Exercise set
a. For each of the following statements about the mailing-list exchange on min_free_kbytes below, state yes or no depending on whether it agrees with the text, and quote the exact words of the text that decide it. (i) After memory hotplug, min_free_kbytes is set to a lower default. (ii) Helping other users that need high-order pages is the primary reason for raising min_free_kbytes for THP. (iii) OOM process kills are among the typical failure symptoms described.
b. List every typical failure symptom that the mailing-list exchange on min_free_kbytes below names.

On Mon 14-09-20 09:57:02, Vijay Balakrishna wrote:
On 9/14/2020 7:33 AM, Michal Hocko wrote:
On Thu 10-09-20 13:47:39, Vijay Balakrishna wrote:
When memory is hotplug added or removed the min_free_kbytes must be
recalculated based on what is expected by khugepaged. Currently
after hotplug, min_free_kbytes will be set to a lower default and higher
default set when THP enabled is lost. This leaves the system with small
min_free_kbytes which isn't suitable for systems especially with network
intensive loads. Typical failure symptoms include HW WATCHDOG reset,
soft lockup hang notices, NETDEVICE WATCHDOG timeouts, and OOM process
kills.
Care to explain some more please? The whole point of increasing
min_free_kbytes for THP is to get a larger free memory with a hope that
huge pages will be more likely to appear. While this might help for
other users that need a high order pages it is definitely not the
primary reason behind it. Could you provide an example with some more
data?

Material supplied
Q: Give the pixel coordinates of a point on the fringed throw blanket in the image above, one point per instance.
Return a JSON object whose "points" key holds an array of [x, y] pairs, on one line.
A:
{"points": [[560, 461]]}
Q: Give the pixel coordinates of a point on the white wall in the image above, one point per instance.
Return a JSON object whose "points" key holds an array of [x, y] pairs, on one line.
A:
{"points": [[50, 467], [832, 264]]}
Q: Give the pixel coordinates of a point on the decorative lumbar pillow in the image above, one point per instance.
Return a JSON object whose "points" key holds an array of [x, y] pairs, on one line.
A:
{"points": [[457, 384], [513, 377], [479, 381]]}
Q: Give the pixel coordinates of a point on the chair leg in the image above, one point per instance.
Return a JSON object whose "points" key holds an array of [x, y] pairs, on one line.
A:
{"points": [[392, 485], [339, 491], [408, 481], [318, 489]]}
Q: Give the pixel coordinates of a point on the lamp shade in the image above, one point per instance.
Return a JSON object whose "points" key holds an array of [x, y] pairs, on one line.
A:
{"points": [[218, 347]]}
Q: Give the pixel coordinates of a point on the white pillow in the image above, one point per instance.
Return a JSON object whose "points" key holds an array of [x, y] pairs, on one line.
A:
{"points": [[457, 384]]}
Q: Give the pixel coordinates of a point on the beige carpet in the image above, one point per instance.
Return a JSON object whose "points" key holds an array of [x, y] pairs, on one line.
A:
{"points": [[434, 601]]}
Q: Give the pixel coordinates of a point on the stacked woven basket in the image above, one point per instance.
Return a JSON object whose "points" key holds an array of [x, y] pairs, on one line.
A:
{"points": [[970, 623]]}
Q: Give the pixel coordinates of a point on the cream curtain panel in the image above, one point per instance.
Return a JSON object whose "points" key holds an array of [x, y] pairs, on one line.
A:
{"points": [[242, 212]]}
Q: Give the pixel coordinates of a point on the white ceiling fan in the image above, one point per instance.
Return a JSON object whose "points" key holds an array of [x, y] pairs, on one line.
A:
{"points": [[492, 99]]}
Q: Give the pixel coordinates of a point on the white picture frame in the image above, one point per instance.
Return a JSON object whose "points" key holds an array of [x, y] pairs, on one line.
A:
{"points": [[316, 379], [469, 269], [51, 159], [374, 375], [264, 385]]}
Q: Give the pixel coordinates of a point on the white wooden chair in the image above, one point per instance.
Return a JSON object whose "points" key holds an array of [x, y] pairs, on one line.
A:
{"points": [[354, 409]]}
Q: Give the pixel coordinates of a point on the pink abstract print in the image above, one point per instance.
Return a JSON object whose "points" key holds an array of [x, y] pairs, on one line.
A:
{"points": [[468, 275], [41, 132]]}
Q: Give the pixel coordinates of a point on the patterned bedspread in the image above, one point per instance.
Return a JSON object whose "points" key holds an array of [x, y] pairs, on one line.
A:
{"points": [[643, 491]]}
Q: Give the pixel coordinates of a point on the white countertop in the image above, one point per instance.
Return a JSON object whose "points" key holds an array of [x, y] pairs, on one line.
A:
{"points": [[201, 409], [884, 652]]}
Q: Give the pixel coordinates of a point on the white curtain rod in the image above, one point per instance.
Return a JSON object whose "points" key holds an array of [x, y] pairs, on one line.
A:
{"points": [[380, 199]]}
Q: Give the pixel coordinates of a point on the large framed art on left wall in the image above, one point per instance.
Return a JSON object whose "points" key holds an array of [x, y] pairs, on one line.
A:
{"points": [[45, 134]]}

Replies
a.
(i) Yes: "after hotplug, min_free_kbytes will be set to a lower default"
(ii) No: "it is definitely not the primary reason behind it"
(iii) Yes: "Typical failure symptoms include HW WATCHDOG reset, soft lockup hang notices, NETDEVICE WATCHDOG timeouts, and OOM process kills."

b.
- HW WATCHDOG reset
- soft lockup hang notices
- NETDEVICE WATCHDOG timeouts
- OOM process kills